━━ Data supplied ━━

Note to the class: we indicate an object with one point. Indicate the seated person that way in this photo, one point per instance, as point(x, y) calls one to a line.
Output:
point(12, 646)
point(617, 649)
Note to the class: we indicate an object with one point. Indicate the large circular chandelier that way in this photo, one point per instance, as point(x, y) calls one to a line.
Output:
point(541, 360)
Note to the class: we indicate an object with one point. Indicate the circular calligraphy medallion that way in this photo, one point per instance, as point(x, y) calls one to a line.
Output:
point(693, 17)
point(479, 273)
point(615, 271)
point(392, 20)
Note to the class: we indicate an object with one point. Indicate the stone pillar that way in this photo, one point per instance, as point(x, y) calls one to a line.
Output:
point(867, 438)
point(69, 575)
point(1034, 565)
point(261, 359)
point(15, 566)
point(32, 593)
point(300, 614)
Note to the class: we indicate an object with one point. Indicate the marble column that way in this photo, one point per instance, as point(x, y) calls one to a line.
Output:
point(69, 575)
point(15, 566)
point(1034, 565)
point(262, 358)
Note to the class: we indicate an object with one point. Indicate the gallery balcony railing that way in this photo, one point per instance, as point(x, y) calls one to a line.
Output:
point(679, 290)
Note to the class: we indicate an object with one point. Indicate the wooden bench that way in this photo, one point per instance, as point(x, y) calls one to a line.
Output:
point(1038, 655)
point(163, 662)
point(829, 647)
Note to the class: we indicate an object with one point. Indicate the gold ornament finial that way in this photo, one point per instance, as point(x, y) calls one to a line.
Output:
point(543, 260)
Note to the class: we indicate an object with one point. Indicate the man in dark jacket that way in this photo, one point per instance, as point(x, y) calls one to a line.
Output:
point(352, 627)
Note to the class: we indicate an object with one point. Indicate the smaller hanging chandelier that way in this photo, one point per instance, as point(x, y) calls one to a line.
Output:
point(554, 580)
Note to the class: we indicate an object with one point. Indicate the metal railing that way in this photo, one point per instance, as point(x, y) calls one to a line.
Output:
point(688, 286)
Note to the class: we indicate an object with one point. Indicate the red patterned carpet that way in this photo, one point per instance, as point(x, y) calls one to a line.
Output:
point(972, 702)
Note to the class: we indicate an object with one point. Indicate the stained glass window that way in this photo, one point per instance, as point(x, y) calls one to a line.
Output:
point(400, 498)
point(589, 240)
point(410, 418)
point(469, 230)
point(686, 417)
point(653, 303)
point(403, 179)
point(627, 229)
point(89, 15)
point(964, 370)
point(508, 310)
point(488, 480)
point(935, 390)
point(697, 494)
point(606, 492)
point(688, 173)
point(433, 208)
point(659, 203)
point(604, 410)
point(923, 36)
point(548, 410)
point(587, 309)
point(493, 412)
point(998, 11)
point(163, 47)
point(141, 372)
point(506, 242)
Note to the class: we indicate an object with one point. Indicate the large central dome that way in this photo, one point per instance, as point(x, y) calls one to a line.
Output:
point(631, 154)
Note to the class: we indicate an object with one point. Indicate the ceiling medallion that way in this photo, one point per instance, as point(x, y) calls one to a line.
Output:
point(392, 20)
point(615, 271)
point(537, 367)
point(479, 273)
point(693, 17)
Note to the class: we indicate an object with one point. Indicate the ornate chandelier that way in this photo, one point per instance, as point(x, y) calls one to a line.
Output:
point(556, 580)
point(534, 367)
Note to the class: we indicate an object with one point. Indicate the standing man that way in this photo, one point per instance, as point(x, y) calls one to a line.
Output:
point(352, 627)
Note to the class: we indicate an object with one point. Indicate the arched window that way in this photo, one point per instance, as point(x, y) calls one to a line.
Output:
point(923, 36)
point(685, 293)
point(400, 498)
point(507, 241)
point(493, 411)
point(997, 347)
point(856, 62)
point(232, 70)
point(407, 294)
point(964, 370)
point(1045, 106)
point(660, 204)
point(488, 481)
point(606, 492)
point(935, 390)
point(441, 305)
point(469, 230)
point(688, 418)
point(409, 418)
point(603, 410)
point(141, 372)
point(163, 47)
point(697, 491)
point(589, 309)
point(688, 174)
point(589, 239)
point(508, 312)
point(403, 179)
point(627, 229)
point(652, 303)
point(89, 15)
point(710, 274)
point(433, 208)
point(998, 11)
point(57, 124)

━━━

Work to complete
Retype the material above in full, exactly.

Answer section
Note to the class: we indicate an object with one point. Indicate the seated person that way in this photo, one point per instance, as point(x, y) calls one to a line.
Output:
point(12, 646)
point(617, 649)
Note to the class: we indicate an object with one point. Indicate the large circular chandelier that way in this photo, one point per instance, as point(x, y) calls one to a line.
Output:
point(541, 360)
Note to the class: we indicate an object with one point. Indicate the circular calligraphy medallion that way in this photo, one point per instance, as point(x, y) calls one to a line.
Output:
point(693, 17)
point(479, 273)
point(615, 271)
point(392, 20)
Note to the class: we indicate an object with one point. Indicate the stone pillar that way in this photo, one point per instance, as point(x, y) calls one to a line.
Output:
point(867, 438)
point(69, 575)
point(1034, 565)
point(261, 359)
point(15, 566)
point(32, 593)
point(300, 614)
Note to the class: we indicate an object with one point. Indicate the marble column that way in this photo, one point per instance, as point(x, y) calls one to a line.
Output:
point(69, 575)
point(15, 566)
point(1034, 565)
point(262, 358)
Note to the class: we indicate an object with one point. Indicate the gallery balcony railing that way in this photo, one point per instance, as point(x, y) calls one to a line.
Output:
point(679, 290)
Note to the class: we indicate an object with one point. Indicate the wooden bench that way in this photo, one point per instance, as point(x, y) calls one to a line.
Output:
point(1038, 655)
point(163, 662)
point(829, 647)
Note to the class: we indicate an object with one point. Indicate the gold ornament finial that way in this photo, one point per instance, as point(x, y) calls one to a line.
Output:
point(543, 260)
Note to the class: we indicate an object with one point. Indicate the man in dark jacket that way in this photo, one point per instance, as point(x, y) calls one to a line.
Output:
point(352, 627)
Note to the class: we indicate an object with one point. Indicate the smaller hanging chandelier that way in this photo, one point per instance, as point(x, y) calls one to a line.
Output:
point(554, 580)
Note to the class: we indicate an object with one point. Indicate the metal railing that way in this photo, one point per instance, as point(x, y) calls one to a line.
Output:
point(688, 286)
Note to the class: we indicate an object with one point. Indicate the red patterned carpet that way in this photo, one point per instance, as point(x, y) calls one to a line.
Output:
point(972, 702)
Note to the class: we indicate an object with one point. Indicate the stained glass window that way in this photo, one point per instance, as point(x, y) calls one to a line.
Output:
point(400, 498)
point(589, 240)
point(410, 418)
point(469, 230)
point(686, 417)
point(653, 303)
point(403, 179)
point(627, 229)
point(89, 15)
point(964, 370)
point(508, 310)
point(488, 480)
point(935, 390)
point(697, 494)
point(606, 492)
point(688, 173)
point(433, 208)
point(659, 203)
point(604, 410)
point(923, 36)
point(548, 410)
point(587, 309)
point(493, 412)
point(998, 11)
point(163, 47)
point(141, 372)
point(506, 242)
Note to the class: we indicate an object with one point. Indicate the large central dome that way in this photo, one point per instance, as point(x, y) calls one to a line.
Output:
point(631, 154)
Note to the class: we indicate an object with one point. Indicate the ceiling medallion that way in this photo, one point per instance, as point(x, y) calls one to a line.
Output:
point(392, 20)
point(615, 271)
point(537, 367)
point(479, 273)
point(693, 17)
Note to the class: we indicate an object with one point. Indicate the ornate chandelier that way in this photo, one point per instance, as point(x, y) calls one to a line.
Output:
point(556, 580)
point(534, 367)
Note to the class: we indicate an object with one point. Indicate the standing man that way in this photo, one point per instance, as point(x, y) calls one to a line.
Output:
point(352, 627)
Note to the class: we indicate an object with one point. Indicate the arched window that way in this photo, one point per instance, as point(x, y) calls one to a line.
Output:
point(923, 36)
point(685, 293)
point(400, 498)
point(507, 241)
point(493, 411)
point(997, 347)
point(856, 62)
point(232, 70)
point(407, 294)
point(964, 370)
point(1045, 106)
point(660, 204)
point(488, 481)
point(606, 492)
point(935, 390)
point(441, 305)
point(469, 230)
point(688, 418)
point(409, 418)
point(603, 410)
point(141, 372)
point(163, 47)
point(697, 491)
point(589, 309)
point(688, 174)
point(589, 239)
point(508, 312)
point(403, 179)
point(627, 229)
point(652, 303)
point(89, 15)
point(710, 274)
point(433, 208)
point(998, 11)
point(57, 124)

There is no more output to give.